# Excerpt to read:
▼
After years of inaction, the needs of NHS patients who have learning difficulties are at last being addressed in an independent investigation. Simeon Brody looks at what it should include
The government reacted quickly to last week’s Mencap report accusing the health service of “institutional discrimination” against people with learning difficulties.
The report, Death by Indifference, details the cases of six people with learning difficulties who it says died unnecessarily because of a “fundamental lack of understanding and respect towards people with a learning disability”.
Health secretary Patricia Hewitt announced an independent inquiry into the six deaths and any wider national implications on the day the report was launched.
The government says the terms of the inquiry are still being drawn up but national director for Valuing People Rob Greig (pictured right) is keen to make sure it is outcome-focused.
Mencap has welcomed the government’s speedy response. Its head of external relations, David Congdon, says the inquiry must first consider the six deaths identified by the report and establish why they occurred and whether there are common factors.
▲
Continue the article on the independent inquiry into NHS care of people with learning difficulties from the point where it stops.

# Data listing:
▼
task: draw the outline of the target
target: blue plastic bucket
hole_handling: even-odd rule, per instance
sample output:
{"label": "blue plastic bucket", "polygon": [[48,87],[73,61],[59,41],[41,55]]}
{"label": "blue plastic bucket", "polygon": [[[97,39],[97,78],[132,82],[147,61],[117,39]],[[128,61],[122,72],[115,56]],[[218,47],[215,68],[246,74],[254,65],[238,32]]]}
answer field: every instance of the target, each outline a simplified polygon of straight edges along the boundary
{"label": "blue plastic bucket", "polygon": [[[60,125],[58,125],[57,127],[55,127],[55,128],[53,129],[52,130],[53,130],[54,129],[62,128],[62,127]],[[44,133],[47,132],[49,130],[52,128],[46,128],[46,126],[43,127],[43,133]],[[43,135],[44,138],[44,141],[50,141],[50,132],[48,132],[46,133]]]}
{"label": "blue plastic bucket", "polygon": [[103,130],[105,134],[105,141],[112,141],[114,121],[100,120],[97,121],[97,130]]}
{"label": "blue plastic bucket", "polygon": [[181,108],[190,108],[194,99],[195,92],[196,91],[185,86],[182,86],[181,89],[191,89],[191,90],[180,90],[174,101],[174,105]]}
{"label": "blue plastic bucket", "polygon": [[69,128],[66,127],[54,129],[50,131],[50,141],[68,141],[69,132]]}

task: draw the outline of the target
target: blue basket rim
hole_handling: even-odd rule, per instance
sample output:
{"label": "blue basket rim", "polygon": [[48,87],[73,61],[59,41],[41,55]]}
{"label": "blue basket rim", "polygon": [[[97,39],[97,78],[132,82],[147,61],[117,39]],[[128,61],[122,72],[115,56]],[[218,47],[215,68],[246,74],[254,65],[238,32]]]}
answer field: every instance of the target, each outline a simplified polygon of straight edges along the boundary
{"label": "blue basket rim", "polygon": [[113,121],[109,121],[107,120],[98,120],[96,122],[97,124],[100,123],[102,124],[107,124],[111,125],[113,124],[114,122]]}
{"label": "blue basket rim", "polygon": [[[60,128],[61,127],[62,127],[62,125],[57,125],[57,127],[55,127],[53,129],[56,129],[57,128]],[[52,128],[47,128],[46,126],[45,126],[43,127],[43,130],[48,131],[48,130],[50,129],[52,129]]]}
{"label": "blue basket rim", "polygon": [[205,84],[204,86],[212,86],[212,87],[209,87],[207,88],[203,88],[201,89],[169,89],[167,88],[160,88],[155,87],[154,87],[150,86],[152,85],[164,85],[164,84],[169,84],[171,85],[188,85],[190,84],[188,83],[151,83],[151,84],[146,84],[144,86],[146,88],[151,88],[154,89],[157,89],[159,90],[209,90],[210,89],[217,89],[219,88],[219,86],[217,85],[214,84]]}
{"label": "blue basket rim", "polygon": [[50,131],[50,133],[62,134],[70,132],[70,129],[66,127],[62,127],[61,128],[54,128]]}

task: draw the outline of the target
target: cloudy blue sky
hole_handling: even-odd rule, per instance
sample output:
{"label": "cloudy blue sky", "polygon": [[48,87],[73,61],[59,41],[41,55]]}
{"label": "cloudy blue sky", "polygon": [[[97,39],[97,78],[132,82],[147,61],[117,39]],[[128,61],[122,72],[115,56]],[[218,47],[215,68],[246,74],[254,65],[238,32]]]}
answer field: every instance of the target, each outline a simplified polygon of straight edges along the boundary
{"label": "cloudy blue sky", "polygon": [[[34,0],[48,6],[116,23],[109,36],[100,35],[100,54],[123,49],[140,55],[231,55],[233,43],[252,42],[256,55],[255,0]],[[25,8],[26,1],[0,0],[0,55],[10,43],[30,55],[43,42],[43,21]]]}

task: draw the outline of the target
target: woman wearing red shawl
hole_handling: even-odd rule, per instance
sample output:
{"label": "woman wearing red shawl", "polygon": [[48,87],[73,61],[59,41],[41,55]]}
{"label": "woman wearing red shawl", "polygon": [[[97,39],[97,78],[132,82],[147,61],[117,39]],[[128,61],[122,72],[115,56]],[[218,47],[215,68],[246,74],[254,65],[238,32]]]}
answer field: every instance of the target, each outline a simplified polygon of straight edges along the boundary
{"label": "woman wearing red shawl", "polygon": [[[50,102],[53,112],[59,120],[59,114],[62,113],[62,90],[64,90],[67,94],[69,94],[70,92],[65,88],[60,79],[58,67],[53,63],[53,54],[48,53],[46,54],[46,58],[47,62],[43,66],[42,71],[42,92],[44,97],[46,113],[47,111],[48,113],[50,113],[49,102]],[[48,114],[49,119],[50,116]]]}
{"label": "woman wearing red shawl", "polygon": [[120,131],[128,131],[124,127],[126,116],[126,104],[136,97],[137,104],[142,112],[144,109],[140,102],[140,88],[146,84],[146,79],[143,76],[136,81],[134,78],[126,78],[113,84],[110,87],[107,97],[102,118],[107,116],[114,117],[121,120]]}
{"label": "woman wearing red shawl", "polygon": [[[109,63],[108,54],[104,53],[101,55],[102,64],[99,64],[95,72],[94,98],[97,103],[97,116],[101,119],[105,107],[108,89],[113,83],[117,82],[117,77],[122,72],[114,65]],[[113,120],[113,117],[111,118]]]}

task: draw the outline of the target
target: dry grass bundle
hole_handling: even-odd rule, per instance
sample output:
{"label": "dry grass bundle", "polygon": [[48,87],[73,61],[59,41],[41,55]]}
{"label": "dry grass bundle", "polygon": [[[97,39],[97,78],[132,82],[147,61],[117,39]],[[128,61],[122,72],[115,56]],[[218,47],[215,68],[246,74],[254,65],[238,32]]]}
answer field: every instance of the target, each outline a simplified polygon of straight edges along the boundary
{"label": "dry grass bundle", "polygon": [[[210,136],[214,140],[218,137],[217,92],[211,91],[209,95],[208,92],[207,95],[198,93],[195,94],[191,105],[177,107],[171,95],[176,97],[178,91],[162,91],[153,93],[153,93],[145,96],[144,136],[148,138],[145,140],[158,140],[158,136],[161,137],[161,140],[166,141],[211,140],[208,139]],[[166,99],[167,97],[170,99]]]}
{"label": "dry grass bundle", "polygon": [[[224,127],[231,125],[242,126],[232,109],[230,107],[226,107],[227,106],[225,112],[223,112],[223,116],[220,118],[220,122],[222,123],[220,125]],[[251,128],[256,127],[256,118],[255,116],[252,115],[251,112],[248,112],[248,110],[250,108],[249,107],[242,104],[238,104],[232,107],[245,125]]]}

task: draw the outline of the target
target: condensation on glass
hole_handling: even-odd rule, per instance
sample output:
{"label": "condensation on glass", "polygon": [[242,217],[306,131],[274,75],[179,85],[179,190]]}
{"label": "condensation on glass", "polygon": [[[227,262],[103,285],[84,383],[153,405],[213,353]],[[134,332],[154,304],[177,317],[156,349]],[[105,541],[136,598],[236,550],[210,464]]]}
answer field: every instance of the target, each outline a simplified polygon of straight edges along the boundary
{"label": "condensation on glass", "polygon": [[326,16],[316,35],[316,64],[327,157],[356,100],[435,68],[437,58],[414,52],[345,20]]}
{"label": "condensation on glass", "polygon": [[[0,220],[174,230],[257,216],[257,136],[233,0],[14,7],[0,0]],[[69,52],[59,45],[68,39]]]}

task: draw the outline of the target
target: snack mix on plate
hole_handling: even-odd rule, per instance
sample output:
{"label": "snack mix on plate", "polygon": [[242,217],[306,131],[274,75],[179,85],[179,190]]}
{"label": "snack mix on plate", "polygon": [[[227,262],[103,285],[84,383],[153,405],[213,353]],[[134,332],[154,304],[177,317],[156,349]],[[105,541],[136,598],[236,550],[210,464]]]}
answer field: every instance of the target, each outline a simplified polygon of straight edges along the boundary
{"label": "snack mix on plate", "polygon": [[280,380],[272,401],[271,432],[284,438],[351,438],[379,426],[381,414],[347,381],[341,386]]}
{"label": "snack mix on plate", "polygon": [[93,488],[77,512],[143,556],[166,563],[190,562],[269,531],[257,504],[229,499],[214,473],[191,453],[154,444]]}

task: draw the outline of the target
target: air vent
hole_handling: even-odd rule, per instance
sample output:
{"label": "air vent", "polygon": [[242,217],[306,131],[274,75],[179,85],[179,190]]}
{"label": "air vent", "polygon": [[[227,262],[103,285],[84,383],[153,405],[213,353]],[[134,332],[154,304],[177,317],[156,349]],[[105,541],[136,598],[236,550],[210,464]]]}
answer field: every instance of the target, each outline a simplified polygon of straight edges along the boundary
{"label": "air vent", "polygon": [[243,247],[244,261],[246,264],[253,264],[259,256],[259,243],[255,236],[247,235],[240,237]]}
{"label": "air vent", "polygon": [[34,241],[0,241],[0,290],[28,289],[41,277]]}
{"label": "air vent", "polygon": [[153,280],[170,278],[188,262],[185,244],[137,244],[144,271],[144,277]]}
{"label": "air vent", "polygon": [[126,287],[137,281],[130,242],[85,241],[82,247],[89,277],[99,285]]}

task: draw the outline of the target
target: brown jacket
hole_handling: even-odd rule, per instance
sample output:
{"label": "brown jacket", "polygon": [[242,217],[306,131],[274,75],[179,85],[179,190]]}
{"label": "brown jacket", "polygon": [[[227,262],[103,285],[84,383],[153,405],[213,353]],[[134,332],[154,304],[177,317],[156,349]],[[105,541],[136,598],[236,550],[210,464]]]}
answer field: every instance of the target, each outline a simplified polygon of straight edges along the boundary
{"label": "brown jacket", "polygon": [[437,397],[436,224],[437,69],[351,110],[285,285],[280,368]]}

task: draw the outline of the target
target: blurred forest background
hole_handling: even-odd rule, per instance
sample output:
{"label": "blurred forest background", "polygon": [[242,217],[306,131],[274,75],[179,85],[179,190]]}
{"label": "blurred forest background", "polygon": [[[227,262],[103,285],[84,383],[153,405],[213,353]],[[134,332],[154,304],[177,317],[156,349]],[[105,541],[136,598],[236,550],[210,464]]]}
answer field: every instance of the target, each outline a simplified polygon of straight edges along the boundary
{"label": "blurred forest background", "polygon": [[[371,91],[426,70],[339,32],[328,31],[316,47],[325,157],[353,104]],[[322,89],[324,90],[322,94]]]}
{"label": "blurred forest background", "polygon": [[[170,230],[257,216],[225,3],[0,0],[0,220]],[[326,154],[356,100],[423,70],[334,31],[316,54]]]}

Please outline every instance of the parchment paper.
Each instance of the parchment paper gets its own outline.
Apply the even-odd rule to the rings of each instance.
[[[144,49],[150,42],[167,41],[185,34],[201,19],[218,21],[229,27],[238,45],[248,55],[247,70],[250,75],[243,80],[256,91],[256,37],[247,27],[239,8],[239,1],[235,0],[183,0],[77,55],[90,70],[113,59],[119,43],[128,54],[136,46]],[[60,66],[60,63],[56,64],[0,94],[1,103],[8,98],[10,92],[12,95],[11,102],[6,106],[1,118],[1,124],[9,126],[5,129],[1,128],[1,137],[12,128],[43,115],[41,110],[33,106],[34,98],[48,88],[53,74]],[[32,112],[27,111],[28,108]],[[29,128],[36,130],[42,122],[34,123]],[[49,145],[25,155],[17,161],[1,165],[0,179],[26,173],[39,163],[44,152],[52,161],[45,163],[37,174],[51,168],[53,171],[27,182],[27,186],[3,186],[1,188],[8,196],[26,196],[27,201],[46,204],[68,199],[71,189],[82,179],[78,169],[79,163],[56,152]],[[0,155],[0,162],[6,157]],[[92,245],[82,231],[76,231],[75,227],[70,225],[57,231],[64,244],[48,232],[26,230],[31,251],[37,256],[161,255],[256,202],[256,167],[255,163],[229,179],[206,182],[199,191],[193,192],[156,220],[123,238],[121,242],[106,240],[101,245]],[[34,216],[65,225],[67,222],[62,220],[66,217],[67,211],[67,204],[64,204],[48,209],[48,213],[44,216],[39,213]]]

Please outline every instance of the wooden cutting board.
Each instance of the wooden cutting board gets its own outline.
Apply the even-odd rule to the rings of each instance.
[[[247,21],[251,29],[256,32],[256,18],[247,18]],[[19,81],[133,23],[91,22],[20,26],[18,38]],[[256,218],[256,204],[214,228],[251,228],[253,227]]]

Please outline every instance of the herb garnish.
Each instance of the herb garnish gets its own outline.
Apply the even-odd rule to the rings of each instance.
▲
# Answer section:
Congdon is particularly keen to establish evidence of “diagnostic overshadowing” in which all health symptoms are attributed to a person’s disability while their real cause is ignored. He suggests this is a particular problem in terms of identifying pain in people with learning difficulties and not listening to the views of parents or carers.
Congdon says the inquiry should also identify the scale of the problem. “How many people with a learning disability are dying in hospital and elsewhere and how many [deaths] could have been avoided?” he asks. He believes the inquiry must be the wake-up call the health service requires to properly help people with learning difficulties.
Into the gap
The need to address the problem has been known for years but no one has yet got to grips with it, Congdon argues. This is illustrated, he says, by the government’s response last week to the Disability Rights Commission’s 2006 Closing the Gap report on the health inequalities faced by people with mental health problems or learning difficulties.
This found that people with learning difficulties were less likely than other people to receive important health checks. In its response, the government says it is committed to “regular” checks but Congdon insists it needs to go further and specify annual checks.
Greig says, although the policy commitment is for regular checks, he would view annual checks as being an “appropriate interpretation” of that.
In 2004 the government promised to bring forward proposals for offering all people with learning difficulties such a check in its strategy Building on the Best: Choice, Responsiveness and Equity in the NHS but this hasn’t happened. Alison Giraud-Saunders, co-director of the Foundation for People with Learning Disabilities, believes they must now be prioritised by the inquiry.
“If only people had health problems identified early an awful lot of these very tragic situations would be avoided,” she says.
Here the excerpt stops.